● Requirements
In one to three sentences, explain why the discussion post below says rest is built into the riveting process.

● Quoted text

_ _ _ _ _

QuoteThey can also air evidence: not everything is pure theory.

Explore the field/air the evidence - similar idea really.  Pure theory hasn't played a part on either side of this debate as far as I can see.  All parties are using their theories to explain the observed evidence.  What we could do with is more solid statement of these theories, which would reduce misunderstanding and allow us to see the elephant(s).

aligern

My grandfather worked as a riveter...I think he marked up plates. He certainly worked at Austinband Pickersgills in Sunderland.  He died before my time,though. There is quite a bit of rest built into the riveting process, because each rivet has to arrive and be fitted in the hole fresh from the furnace and then the man blocking the rivet takes position and the riveter uses the pneumatic hammer. So there is a little bit of recovery time built in and then a bit more as a new plate is moved into place. We might be better placed to look at how coal was cut at the face by hand or how loggers work,nthough for bith those jobs there are pauses, for the collier when enough is cut to fill a basket and for the lumberjack, when the log or trunk s cut through.

_ _ _ _ _

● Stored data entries

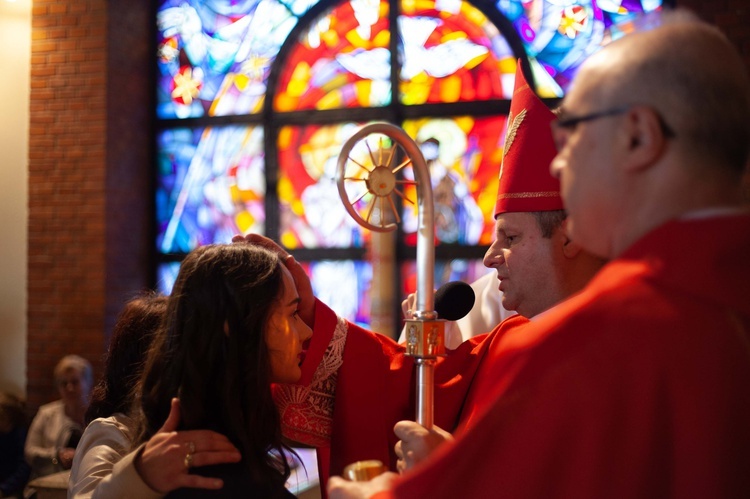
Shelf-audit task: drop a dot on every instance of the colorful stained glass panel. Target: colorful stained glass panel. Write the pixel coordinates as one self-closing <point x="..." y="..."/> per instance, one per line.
<point x="341" y="61"/>
<point x="210" y="186"/>
<point x="344" y="286"/>
<point x="463" y="155"/>
<point x="560" y="34"/>
<point x="452" y="53"/>
<point x="312" y="213"/>
<point x="215" y="56"/>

_ _ _ _ _

● Response
Each rivet has to arrive fresh from the furnace and be fitted in the hole. The man blocking the rivet then takes position before the riveter uses the pneumatic hammer, which leaves a little recovery time. More rest comes while a new plate is moved into place.